Milano, 25 mar.
(Adnkronos Salute) – Nuove immagini di sangue, nuove minacce. L'attentato rivendicato dall'Isis a Mosca, il cui bilancio sembra superare il centinaio di morti, alza di nuovo l'asticella della violenza. In un periodo già buio, segnato dalla guerra in Ucraina e dal conflitto a Gaza fra Israele e Hamas, ai venti di guerra che continuano a soffiare nel cuore dell'Europa si aggiunge il ritorno della paura degli attentati. Che impatto ha sulla psiche delle persone? Il "continuo stato di allerta" ci sta rendendo "sempre più vulnerabili e fragili", erodendo la nostra "capacità di resilienza".
E quando la tensione si impenna, "assistiamo a un progressivo congelamento. La dimensione che maggiormente deve allarmarci è quella dell'indifferenza, perché qui si perde ancora di più la nostra umanità". E' l'analisi dello psichiatra Claudio Mencacci, co-presidente della Società italiana di NeuroPsicoFarmacologia (Sinpf) e direttore emerito di Psichiatria all'Asst Fatebenefratelli-Sacco di Milano, che evidenzia all'Adnkronos Salute il rischio connesso a questi continui stati di allerta a cui siamo costretti dai tempi che stiamo vivendo.
"Siamo ritornati al terrorismo di massa – ragiona l'esperto – Dopo aver sperimentato nel post Covid degli episodi di terrorismo più individuale, il ritorno a quello di massa ci fa capire come siamo nuovamente entrati in un'ulteriore variabile di questa era di volatilità e frammentazione. Tema centrale è questo continuum, che ci accompagna a partire ormai dal lontano 11 settembre 2001, a distanza di 23 anni, in un'atmosfera che aggiunge cupezza a cupezza.
Questo si traduce in uno stato di allerta e lo diciamo ormai da anni: stiamo diventando sempre più vulnerabili e fragili. Le capacità di resilienza e di ritornare a una condizione 'post situazione stressante' si stanno riducendo. Pensavamo di aver raggiunto il massimo con la combinazione Covid-guerra-cambiamento climatico e tra l'altro su quest'ultima variabile, con cui facciamo i conti quotidianamente, gli allarmi non sono più posticipabili. A questa situazione, già più che esplosiva, si aggiunge ora questa nuova variabile che introduce nella vita quotidiana un ulteriore fenomeno di allerta e di allarme".

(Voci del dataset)

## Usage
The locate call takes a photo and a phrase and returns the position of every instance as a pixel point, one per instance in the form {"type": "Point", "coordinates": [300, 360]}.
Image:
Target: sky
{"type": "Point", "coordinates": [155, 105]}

* **PROBLEMA DA RISOLVERE**:
Estendi l'articolo sull'impatto psicologico degli attentati, riprendendo dopo la sua ultima frase.

* **SPAZIO RISPOSTA**:
"Come clinici sappiamo che, quando la tensione diventa sempre più esagerata, noi assistiamo progressivamente all'instaurarsi di una situazione quasi di intorpidimento – spiega Mencacci – Non più di ansia e di depressione. Si va oltre, in questa condizione di ottundimento. E allora dobbiamo chiamarla con il suo nome: si entra nella condizione dell'indifferenza. Io sento che il tema è sempre più incalzante", avverte l'esperto. "Diventiamo non sensibili alle ragioni degli altri e anche alle nostre emozioni e vissuti".
E l'indifferenza, continua lo specialista, "poi si staglia sulla perdita di quella che è la capacità che ci rende umani, che è l'empatia, la compassione. Questa è una condizione della quale dovremmo essere sempre più consapevoli. Di fronte a questi tamburi di guerra, questa percezione di sentirsi un po' su un precipizio, con la catastrofe della guerra nucleare imminente e la catastrofe solo rinviata di qualche decina d'anni del cambiamento climatico inarrestabile, il rischio è che scatti questa situazione che non è più solo impotenza, ma è indifferenza".
Il timore? E' che l'indifferenza "diventi un po' come un peccato. L'ottavo peccato capitale", ammonisce lo psichiatra. Serve dunque, conclude Mencacci, "un risveglio delle coscienze. L'invito è a non cedere alla paura, ma a rimanere in connessione sociale, non isolarsi o non dissociarsi da un punto di vista sociale. Non pensare che la propria piccola protezione possa salvare l'individuo dalla collettività".